### [TEXT SHOWN]
╭──
This has been a week of very good news for Amanda Knox and her family.
Knox, 24, of Seattle, is serving 26 years in an Italian prison for murder. But her family believes she is one step closer to freedom now that DNA experts say two crucial pieces of DNA evidence were mishandled.
However, this morning, prosecutors in Italy get a chance to poke holes in their testimony.
On "The Early Show," Nick Pisa, a correspondent for London's Daily Mail newspaper, reported the court proceedings were off to a slow start because the prosecutors in the defense were arguing over the best way how to take hold of the independent report that said much of the DNA evidence crucial to Knox's murder conviction is inadmissible.
Knox and her then-boyfriend Raffaele Sollecito and Rudy Guede, a 24-year-old Ivorian, were found guilty in the 2007 murder of British student Meredith Kercher.
However, after months of analysis, independent experts found the samples of Knox and Kercher's DNA on the alleged murder weapon were too small to be reliable, and that the way in which the forensic evidence was collected means that samples of Sollecito's DNA on the victim's bra clasp could have been contaminated. The court heard that the bra clasp had been left at the crime scene for six weeks before police bagged it with dirty gloves on.
Knox's team hoped that this would be a key turning point in the case.
╰──
Collected data:
╭──
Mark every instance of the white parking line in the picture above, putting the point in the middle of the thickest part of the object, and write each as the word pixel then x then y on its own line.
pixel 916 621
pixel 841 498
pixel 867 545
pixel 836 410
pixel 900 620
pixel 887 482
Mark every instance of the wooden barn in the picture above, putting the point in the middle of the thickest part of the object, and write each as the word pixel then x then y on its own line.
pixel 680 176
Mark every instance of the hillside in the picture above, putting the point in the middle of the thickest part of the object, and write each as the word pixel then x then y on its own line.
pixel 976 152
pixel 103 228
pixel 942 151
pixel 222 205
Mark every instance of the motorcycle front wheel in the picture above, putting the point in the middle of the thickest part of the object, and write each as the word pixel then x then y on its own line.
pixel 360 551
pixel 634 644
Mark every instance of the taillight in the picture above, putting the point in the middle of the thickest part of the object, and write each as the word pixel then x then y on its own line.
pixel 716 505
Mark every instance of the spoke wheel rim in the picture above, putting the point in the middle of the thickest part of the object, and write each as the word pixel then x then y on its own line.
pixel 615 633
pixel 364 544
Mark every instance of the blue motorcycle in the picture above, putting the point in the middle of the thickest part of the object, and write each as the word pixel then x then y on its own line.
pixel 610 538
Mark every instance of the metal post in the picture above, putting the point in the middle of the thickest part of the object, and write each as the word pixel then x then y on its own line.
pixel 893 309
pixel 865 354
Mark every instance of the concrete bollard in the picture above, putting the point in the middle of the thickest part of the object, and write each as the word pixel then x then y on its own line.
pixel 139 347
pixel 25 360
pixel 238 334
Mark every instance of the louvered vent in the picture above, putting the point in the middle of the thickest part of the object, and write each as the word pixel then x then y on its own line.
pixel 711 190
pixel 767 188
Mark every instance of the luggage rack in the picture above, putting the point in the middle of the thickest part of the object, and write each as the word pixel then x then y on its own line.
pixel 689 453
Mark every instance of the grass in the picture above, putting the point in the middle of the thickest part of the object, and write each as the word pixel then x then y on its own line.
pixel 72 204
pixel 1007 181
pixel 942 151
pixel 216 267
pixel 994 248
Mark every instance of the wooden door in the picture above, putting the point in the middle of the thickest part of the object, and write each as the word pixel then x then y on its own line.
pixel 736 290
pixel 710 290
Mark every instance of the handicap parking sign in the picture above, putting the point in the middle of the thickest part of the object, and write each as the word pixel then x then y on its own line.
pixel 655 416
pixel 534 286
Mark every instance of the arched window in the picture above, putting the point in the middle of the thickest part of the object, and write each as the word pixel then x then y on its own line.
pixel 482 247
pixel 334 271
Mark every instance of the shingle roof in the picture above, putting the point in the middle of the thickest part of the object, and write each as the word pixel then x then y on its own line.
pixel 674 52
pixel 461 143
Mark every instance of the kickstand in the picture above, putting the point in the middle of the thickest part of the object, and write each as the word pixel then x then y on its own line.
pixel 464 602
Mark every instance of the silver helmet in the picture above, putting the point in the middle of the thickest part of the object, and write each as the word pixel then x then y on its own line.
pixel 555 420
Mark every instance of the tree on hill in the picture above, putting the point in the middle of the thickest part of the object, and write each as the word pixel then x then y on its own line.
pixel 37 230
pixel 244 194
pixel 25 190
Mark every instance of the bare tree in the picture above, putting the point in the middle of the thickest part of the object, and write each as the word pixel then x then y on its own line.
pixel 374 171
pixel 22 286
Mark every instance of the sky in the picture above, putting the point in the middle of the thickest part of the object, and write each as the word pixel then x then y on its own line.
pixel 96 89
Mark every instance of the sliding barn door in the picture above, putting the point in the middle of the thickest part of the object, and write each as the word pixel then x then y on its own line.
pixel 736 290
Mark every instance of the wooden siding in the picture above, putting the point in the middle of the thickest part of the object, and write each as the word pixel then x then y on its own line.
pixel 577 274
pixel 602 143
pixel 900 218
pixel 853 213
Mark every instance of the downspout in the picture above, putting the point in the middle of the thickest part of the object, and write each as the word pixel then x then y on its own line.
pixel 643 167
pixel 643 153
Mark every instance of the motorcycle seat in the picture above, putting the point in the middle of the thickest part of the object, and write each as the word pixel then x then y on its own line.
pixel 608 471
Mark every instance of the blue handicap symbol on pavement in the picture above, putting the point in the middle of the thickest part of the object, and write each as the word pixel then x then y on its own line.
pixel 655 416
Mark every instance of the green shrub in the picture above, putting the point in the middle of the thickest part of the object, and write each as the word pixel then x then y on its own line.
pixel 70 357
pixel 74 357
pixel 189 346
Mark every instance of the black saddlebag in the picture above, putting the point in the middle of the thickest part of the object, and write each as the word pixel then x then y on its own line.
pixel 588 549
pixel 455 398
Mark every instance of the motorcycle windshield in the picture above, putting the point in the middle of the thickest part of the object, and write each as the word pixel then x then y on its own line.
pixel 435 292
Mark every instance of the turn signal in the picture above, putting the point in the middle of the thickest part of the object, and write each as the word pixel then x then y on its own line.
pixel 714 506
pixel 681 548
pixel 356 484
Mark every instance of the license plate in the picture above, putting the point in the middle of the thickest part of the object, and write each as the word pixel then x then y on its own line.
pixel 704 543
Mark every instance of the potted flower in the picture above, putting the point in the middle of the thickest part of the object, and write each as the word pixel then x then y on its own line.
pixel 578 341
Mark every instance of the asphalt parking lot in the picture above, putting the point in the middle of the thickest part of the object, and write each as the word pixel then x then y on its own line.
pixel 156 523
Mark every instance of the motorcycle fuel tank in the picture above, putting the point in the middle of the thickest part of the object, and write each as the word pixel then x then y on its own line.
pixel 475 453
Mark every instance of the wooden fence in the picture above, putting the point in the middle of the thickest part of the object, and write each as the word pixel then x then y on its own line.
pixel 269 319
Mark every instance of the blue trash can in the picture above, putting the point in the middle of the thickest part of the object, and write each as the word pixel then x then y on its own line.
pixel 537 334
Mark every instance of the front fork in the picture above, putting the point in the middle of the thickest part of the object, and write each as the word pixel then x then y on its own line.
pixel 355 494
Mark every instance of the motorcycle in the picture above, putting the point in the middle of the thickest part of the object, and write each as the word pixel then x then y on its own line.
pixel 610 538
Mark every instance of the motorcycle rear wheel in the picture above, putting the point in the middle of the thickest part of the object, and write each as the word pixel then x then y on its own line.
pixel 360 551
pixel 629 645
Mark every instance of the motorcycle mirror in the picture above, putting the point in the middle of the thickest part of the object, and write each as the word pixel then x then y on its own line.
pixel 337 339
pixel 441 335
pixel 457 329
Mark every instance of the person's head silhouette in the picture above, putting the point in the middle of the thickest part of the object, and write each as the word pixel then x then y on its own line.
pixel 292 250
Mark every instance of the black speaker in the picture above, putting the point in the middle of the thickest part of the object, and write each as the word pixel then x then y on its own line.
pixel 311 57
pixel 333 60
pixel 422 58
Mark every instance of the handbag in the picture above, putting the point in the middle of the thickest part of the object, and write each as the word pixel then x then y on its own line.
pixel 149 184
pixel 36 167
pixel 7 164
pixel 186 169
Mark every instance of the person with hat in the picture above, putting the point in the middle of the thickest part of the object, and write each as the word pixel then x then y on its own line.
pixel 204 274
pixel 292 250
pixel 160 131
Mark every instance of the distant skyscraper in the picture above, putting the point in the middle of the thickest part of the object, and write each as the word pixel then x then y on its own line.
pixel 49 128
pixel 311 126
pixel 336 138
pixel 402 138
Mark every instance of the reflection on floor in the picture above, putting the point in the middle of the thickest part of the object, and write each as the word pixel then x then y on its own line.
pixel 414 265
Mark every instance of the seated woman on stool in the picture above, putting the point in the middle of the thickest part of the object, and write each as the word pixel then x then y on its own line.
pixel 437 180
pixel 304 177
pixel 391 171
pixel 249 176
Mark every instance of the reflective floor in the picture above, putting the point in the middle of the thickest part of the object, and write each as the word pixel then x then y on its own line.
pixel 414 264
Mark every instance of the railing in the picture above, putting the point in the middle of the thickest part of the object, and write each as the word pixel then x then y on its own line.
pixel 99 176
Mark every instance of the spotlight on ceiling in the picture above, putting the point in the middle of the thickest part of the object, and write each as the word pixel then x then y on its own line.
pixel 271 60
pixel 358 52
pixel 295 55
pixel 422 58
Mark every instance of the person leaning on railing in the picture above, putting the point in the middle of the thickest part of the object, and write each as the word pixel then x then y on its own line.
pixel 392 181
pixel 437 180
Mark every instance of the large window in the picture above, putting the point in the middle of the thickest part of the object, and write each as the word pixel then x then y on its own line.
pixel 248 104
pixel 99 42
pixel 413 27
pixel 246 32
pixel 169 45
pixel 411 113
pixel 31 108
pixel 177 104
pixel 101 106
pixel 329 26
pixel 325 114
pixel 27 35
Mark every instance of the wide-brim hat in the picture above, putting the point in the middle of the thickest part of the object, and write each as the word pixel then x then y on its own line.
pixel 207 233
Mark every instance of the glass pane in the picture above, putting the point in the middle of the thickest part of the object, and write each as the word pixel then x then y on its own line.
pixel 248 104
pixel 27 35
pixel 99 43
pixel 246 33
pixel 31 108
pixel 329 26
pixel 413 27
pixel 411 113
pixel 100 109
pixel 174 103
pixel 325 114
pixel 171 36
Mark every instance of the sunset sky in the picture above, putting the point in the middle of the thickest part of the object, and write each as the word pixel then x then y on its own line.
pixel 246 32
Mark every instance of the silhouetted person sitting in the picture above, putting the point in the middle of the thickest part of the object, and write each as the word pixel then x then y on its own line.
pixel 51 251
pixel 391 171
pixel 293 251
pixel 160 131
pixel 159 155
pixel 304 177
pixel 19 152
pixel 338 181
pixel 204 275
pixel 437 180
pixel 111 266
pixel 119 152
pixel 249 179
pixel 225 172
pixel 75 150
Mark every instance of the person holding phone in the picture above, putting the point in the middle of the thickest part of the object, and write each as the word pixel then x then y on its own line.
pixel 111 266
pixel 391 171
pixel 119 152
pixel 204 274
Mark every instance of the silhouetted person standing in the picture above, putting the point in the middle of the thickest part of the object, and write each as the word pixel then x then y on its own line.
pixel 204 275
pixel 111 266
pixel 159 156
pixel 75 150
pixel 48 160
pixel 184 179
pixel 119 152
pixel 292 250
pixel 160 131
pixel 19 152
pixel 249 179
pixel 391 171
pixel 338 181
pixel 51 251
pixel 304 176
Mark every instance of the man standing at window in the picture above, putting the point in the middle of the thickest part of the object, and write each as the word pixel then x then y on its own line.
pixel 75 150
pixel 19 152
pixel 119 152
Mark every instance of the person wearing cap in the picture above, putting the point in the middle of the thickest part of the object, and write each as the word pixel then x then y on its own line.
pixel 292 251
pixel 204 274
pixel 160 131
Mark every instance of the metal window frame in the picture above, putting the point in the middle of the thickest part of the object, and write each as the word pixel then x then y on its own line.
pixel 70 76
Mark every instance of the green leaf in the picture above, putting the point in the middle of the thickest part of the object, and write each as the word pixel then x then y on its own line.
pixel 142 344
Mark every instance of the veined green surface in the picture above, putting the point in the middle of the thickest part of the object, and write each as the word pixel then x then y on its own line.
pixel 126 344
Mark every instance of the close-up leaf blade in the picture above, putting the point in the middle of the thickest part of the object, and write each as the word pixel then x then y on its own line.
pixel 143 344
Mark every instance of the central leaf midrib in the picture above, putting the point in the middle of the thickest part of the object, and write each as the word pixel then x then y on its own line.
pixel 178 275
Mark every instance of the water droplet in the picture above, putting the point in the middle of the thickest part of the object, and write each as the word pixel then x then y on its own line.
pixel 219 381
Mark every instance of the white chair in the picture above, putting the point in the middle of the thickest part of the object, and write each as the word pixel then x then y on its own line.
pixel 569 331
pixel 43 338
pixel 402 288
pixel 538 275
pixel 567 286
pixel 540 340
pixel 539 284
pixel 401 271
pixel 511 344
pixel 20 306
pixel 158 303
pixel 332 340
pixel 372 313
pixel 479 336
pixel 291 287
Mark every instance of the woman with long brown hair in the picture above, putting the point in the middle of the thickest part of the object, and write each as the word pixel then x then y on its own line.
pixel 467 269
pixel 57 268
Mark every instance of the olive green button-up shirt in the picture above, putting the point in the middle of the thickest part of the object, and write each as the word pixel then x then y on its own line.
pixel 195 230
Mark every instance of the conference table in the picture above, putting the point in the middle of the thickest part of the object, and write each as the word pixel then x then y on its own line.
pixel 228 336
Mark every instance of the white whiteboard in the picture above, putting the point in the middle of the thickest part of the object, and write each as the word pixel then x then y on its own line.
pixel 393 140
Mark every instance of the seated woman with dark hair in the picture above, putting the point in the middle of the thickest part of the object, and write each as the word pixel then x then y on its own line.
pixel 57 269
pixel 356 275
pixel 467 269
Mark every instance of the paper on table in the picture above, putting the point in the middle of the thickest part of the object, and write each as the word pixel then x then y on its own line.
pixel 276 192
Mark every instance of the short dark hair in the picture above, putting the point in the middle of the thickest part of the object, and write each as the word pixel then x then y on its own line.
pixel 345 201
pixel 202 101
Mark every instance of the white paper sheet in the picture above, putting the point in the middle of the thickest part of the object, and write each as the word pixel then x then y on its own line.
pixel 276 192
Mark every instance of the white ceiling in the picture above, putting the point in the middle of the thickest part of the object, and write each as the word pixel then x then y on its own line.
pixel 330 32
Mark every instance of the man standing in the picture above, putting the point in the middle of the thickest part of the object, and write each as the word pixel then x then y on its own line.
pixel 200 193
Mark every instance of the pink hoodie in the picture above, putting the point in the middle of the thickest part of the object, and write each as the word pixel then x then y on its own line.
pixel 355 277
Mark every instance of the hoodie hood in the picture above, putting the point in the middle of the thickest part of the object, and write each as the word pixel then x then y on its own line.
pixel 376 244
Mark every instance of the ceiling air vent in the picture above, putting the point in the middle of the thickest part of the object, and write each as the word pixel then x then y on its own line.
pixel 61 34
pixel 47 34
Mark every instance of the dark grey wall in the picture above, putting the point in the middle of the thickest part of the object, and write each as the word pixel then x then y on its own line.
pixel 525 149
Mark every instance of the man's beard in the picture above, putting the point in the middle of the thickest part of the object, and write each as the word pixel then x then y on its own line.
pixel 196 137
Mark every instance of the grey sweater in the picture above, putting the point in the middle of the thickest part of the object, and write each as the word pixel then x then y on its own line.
╰──
### [PROBLEM REQUIREMENTS]
Transcribe the Amanda Knox article from "Knox and her then-boyfriend" up to and including "dirty gloves on.".

### [WRITTEN ANSWER]
Knox and her then-boyfriend Raffaele Sollecito and Rudy Guede, a 24-year-old Ivorian, were found guilty in the 2007 murder of British student Meredith Kercher.
However, after months of analysis, independent experts found the samples of Knox and Kercher's DNA on the alleged murder weapon were too small to be reliable, and that the way in which the forensic evidence was collected means that samples of Sollecito's DNA on the victim's bra clasp could have been contaminated. The court heard that the bra clasp had been left at the crime scene for six weeks before police bagged it with dirty gloves on.